Viviamo in un mondo globalizzato. Le informazioni viaggiano velocemente in rete e le merci raggiungono ogni angolo della terra senza problemi. Così ci ritroviamo a bere Coca cola o a mangiare un hamburger del McDonald in Italia, in Australia, in Africa, ovunque. Ma la domanda che mi pongo è: ma la globalizzazione è semplicemente un’americanizzazione? Il dubbio nasce dal fatto che tantissime sono le multinazionali americane che distribuiscono i loro prodotti in ogni Paese, per esempio Nike, Coca Cola, Mc Donald, Apple, Microsoft; insomma quasi tutto ciò che usiamo è di origine americana.
Io penso che sia proprio così, poiché si sta dando troppo spazio alla grande potenza economica americana, che sovrasta tutte le altre, imponendo involontariamente anche degli stili di vita che non ci appartengono. Ritengo che si debba dare la possibilità a ciascuno Stato di promuovere e sponsorizzare i propri prodotti altrimenti il rischio di omologazione è forte.
Certamente per tante cose gli Usa sono un esempio per tutti. Inoltre gli Stati Uniti hanno moltissime risorse che hanno saputo sfruttare per affermarsi come potenza economica. Bisogna pure ammettere che gli Stati Uniti hanno avuto e hanno tuttora le più geniali idee al mondo e qui hanno trovato ospitalità scienziati e inventori. Proprio perché sono una grande nazione, gli Usa dovrebbero dimostrare di essere grandi anche nel rispetto delle economie più deboli e farsi promotori non tanto della globalizzazione economica, ma della globalizzazione dei diritti umani.
Vittoria (classe terza)

» **Righe di dati**
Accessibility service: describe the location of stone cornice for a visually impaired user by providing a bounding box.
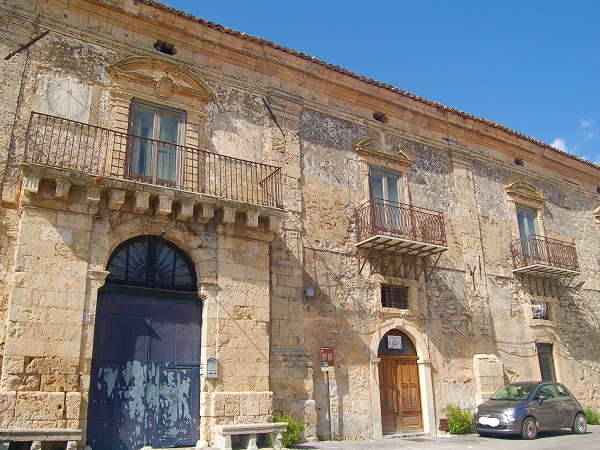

» **Descrizione del problema**
Nel testo sulla globalizzazione, di che cosa dovrebbero farsi promotori gli Stati Uniti al posto della globalizzazione economica?

» **Soluzione del compito**
Della globalizzazione dei diritti umani.